**INSTRUCTIONS FOR THE TASK**
Repeat exactly the lines from the one containing "Detect dark navy" through the last line of the records below, both included, and nothing else.

**MATERIAL TO PROCESS**
________________

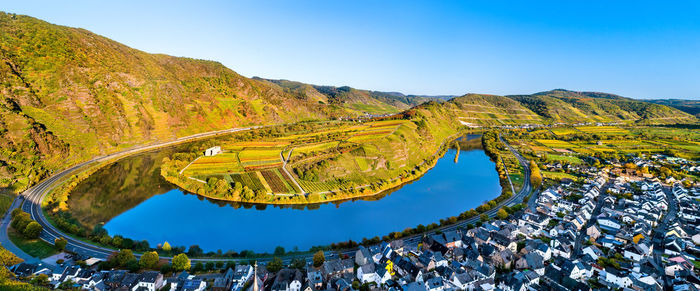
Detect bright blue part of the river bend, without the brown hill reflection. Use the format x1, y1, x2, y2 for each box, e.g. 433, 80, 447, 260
105, 144, 501, 252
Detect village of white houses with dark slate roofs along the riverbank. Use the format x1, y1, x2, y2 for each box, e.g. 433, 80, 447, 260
5, 151, 700, 291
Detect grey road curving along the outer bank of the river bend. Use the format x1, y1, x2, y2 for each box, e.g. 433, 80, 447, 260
0, 130, 532, 263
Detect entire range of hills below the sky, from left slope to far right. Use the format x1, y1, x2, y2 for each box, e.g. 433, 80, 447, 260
0, 12, 696, 194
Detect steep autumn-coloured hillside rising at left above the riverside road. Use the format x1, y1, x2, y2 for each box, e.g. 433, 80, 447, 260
0, 13, 413, 193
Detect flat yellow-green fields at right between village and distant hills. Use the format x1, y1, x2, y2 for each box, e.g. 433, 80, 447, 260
511, 125, 700, 187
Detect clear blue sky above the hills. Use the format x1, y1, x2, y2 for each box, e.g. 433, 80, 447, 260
0, 0, 700, 99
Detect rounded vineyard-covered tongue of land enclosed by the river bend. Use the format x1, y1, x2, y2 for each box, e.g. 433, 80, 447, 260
161, 105, 462, 204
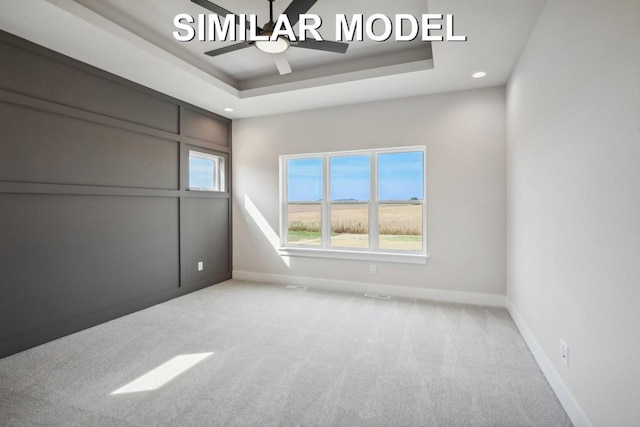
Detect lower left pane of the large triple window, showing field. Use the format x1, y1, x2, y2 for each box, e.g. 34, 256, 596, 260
287, 205, 322, 246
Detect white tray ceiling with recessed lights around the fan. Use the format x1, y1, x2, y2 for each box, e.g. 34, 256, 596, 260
0, 0, 546, 119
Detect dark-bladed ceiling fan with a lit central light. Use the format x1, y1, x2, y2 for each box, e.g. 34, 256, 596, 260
191, 0, 349, 75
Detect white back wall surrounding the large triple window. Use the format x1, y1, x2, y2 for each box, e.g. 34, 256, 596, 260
233, 88, 506, 295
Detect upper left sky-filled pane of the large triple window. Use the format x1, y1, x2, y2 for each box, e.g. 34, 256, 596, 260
287, 158, 322, 202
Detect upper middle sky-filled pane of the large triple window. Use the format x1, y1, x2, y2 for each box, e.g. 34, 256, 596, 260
330, 155, 371, 202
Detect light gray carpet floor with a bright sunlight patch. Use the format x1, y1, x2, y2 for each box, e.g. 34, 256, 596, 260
0, 280, 571, 426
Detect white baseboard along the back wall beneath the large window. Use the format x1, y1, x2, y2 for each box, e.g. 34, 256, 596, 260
233, 270, 505, 307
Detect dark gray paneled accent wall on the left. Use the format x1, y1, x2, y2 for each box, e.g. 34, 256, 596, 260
0, 32, 231, 357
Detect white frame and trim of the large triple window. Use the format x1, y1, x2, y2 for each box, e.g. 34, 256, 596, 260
279, 146, 428, 264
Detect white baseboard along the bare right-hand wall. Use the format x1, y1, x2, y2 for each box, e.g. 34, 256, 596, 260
505, 298, 593, 427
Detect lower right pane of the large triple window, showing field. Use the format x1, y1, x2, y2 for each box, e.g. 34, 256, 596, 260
378, 204, 422, 251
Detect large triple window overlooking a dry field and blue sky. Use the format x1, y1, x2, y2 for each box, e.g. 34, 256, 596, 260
280, 147, 426, 262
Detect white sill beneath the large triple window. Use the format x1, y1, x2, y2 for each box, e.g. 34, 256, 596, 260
279, 247, 428, 264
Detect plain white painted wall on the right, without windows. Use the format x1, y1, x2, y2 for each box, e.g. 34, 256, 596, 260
507, 0, 640, 427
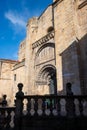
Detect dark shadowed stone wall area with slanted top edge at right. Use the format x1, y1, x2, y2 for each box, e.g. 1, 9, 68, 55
58, 35, 87, 95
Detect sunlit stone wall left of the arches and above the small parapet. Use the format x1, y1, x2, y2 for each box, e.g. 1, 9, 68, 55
25, 6, 53, 94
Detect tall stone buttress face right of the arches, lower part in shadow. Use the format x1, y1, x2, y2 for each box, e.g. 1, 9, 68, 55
54, 0, 80, 94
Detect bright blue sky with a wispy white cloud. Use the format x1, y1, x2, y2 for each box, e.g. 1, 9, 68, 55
0, 0, 53, 60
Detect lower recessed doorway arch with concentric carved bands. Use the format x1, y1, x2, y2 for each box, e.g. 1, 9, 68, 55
37, 64, 57, 94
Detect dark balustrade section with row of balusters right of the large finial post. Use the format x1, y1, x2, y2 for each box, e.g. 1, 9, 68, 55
22, 95, 87, 117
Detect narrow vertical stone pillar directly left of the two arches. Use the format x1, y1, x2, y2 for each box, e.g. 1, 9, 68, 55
25, 17, 38, 95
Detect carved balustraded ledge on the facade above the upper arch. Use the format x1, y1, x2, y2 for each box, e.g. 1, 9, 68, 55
32, 31, 54, 49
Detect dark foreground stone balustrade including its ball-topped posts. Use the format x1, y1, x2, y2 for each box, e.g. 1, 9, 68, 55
0, 83, 87, 130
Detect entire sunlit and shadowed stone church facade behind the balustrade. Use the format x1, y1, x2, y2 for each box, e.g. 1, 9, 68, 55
0, 0, 87, 102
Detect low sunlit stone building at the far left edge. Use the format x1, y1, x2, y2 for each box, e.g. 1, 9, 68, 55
0, 60, 16, 103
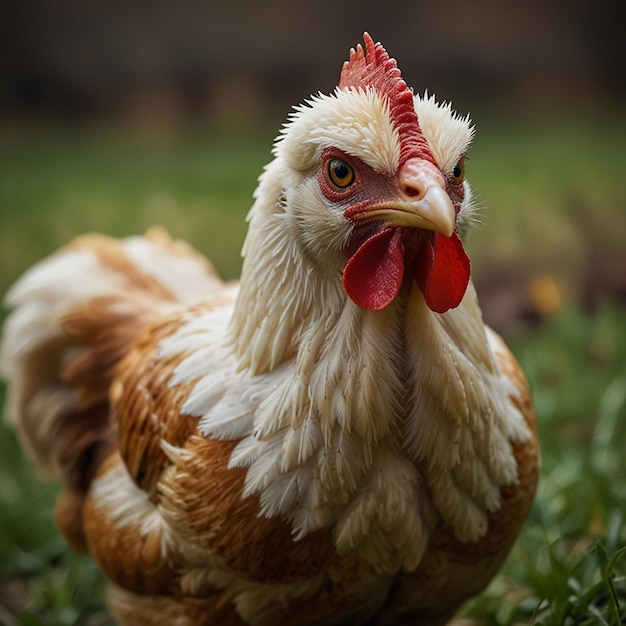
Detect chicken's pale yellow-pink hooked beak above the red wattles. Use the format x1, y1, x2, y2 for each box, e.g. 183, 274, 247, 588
353, 158, 456, 237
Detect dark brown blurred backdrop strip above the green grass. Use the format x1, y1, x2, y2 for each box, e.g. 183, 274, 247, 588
0, 0, 625, 120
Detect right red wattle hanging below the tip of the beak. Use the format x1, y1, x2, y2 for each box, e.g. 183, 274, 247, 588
414, 232, 470, 313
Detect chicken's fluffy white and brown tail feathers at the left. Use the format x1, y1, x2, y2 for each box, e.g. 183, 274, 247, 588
0, 230, 223, 493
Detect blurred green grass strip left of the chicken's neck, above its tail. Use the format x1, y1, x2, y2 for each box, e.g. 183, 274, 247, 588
0, 122, 271, 287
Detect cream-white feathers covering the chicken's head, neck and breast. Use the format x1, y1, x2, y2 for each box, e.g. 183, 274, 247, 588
149, 80, 528, 572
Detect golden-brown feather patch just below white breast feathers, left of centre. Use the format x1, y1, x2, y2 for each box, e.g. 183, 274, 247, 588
161, 436, 334, 583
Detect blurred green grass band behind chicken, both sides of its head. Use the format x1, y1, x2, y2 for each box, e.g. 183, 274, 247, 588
0, 110, 626, 292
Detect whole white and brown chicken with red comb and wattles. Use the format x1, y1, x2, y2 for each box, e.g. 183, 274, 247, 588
1, 34, 539, 626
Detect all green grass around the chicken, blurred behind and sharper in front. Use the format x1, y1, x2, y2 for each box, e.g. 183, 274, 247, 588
0, 109, 626, 626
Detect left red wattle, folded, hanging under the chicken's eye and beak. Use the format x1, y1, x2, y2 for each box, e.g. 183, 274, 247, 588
343, 228, 404, 310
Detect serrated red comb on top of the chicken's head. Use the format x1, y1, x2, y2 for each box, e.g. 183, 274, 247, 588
339, 33, 435, 164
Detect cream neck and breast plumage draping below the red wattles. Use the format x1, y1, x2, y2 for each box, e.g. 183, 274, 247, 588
224, 169, 527, 568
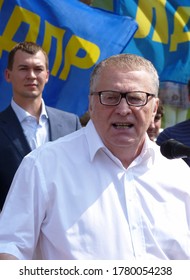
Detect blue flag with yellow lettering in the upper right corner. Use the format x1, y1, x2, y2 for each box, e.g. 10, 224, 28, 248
114, 0, 190, 84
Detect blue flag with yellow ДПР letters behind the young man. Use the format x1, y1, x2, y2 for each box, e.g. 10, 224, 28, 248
0, 0, 137, 116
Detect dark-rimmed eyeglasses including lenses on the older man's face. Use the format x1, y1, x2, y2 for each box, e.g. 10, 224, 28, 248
91, 90, 155, 107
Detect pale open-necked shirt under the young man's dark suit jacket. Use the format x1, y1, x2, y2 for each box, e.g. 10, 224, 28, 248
11, 99, 49, 150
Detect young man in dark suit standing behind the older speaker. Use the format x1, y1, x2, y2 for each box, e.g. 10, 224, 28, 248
0, 42, 81, 211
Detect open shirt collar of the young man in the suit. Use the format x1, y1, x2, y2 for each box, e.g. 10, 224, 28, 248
11, 99, 48, 123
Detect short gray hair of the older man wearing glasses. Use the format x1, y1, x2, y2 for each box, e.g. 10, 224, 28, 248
90, 53, 159, 96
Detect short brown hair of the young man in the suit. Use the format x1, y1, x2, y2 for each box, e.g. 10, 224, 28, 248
7, 41, 49, 70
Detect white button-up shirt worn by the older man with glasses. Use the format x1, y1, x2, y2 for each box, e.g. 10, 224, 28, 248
0, 121, 190, 260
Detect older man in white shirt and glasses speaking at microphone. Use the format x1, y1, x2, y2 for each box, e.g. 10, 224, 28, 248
0, 54, 190, 260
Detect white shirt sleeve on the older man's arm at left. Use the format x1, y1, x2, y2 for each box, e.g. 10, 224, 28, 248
0, 152, 47, 260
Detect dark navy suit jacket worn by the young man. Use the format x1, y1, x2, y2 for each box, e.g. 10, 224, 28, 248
0, 106, 81, 210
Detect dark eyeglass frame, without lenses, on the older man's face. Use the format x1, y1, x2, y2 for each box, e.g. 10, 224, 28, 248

________________

**COMPLETED TASK**
Detect dark navy suit jacket worn by the young man. Use the format x1, y1, x2, y2 for each box, e.g. 10, 224, 28, 248
0, 106, 81, 210
Detect dark eyeglass frame, without lenses, on the older man's face. Use the format x1, y1, x2, y2 for each box, e.g. 10, 224, 28, 248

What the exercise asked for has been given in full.